** Opening SOURCE EXTRACT block **
Black Cohosh
Black Cohosh
This information describes the common uses of Black Cohosh, how it works, and its possible side effects.

Common Name

Black snakeroot, rattlesnake root, squawroot

How It Works

There is some evidence that black cohosh is effective for menopausal symptoms. More research is needed.

It is not clear if black cohosh is beneficial for menopausal symptoms due to conflicting results from various studies. There is not enough evidence to support its anticancer effects in humans. Patients should use caution because liver toxicity has been reported from use of black cohosh.

Purported Uses

  • Menopausal symptoms
    A few studies showed that black cohosh may help relieve menopausal symptoms.
  • To ease painful or heavy menstruation
    Clinical trials have not evaluated this use.
  • Premenstrual syndrome (PMS)
    There are no clinical data to support use of black cohosh for PMS.
  • As a sedative
    There are no data to back this claim.
  • Hot flashes
    Clinical trial results are mixed.

Patient Warnings

  • Black cohosh should not be confused with blue cohosh.

Do Not Take If

  • You are taking Tamoxifen: Black cohosh may interfere with the action of tamoxifen, but clinical relevance is not known.
  • You are taking Chemotherapy drugs: Black cohosh may increase the toxicity of doxorubicin and docetaxel. Clinical signficance has yet to be determined.
** Closing SOURCE EXTRACT block **
EXERCISES:
A. Answer these questions from the black cohosh text:
(i) What common names does it give for black cohosh?
(ii) What does it say about clinical trial results for hot flashes?
(iii) Which two drugs may black cohosh make more toxic?
B. Carry the black cohosh text on from its last line, writing what would come next in the same style.
** Opening EXTRACTED ENTRIES block **
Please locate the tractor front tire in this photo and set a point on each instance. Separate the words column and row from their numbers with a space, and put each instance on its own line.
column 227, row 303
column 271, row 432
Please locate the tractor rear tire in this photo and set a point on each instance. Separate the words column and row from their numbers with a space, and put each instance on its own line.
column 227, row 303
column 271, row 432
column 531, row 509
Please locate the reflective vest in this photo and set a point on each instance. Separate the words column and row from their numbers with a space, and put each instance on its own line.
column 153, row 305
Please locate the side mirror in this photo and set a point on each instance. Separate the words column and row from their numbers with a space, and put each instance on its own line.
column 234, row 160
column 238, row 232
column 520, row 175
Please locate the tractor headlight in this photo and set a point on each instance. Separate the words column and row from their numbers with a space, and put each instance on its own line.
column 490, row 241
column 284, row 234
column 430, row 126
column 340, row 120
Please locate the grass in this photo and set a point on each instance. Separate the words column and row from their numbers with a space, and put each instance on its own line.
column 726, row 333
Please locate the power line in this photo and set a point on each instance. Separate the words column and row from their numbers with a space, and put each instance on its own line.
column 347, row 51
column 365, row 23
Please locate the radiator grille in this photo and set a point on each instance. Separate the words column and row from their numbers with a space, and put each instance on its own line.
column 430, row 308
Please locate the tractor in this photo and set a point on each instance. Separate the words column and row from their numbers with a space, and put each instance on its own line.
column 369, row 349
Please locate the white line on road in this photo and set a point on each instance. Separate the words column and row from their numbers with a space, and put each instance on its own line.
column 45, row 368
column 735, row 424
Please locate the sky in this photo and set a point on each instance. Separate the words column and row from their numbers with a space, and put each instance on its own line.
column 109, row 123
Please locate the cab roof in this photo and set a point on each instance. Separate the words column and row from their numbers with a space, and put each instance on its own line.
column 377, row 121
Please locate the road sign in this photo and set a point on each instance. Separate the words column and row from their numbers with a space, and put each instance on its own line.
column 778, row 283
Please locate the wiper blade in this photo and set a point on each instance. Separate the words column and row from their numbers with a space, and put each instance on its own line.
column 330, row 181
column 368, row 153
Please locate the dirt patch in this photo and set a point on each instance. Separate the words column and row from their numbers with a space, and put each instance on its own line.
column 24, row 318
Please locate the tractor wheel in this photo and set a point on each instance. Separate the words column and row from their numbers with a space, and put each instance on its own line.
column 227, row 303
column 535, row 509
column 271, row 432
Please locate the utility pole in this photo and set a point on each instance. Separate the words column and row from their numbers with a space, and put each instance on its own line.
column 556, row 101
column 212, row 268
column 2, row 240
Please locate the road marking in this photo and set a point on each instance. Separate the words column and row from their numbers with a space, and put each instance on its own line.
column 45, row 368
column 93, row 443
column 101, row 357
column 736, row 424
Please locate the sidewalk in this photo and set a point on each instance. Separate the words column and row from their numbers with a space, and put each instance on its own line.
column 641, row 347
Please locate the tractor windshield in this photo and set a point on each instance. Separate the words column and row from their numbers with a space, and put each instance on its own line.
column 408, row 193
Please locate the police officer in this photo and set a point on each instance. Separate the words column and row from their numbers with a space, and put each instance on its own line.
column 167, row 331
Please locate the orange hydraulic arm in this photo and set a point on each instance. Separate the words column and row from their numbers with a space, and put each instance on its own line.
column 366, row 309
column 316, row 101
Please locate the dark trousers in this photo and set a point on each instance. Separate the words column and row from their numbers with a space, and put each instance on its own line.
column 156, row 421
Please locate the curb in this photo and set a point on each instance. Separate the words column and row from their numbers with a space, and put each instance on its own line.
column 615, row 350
** Closing EXTRACTED ENTRIES block **
RESPONSES:
A.
(i) Black snakeroot, rattlesnake root, squawroot
(ii) Clinical trial results are mixed.
(iii) Doxorubicin and docetaxel

B.
  • You are taking drugs that are substrates of Cytochrome P450 3A4: Black cohosh may increase the side effects of these drugs.
  • You are taking Simvastatin: Black cohosh and actein (a compound isolated from black cohosh) have synergistic effects with simvastatin, resulting in increased activity. But there is also potential for increased side effects.

Side Effects

  • Stomach upset
  • Liver failure
  • Hepatotoxicity (liver toxicity) has been reported following use of black cohosh.
  • Two cases of liver injury resembling autoimmune hepatitis were reported after taking black cohosh. Both patients responded to treatment with corticosteroids.
  • A case of coagulation activation, fluid retention, and transient autoimmune hepatitis has been reported associated with use of black cohosh.
  • Bradycardia (slowing of heart beat) was observed in a woman taking black cohosh.
  • Orobuccolingual dyskinesia (OBLD), involving interference with speech, tongue-biting, and eating difficulties, has been reported in a 46-year-old woman while taking a herbal supplement containing black cohosh and ginseng.

Special Point

Because it is still unclear whether black cohosh has estrogenic effects, women with estrogen receptor-positive (ER+) cancers should avoid this supplement.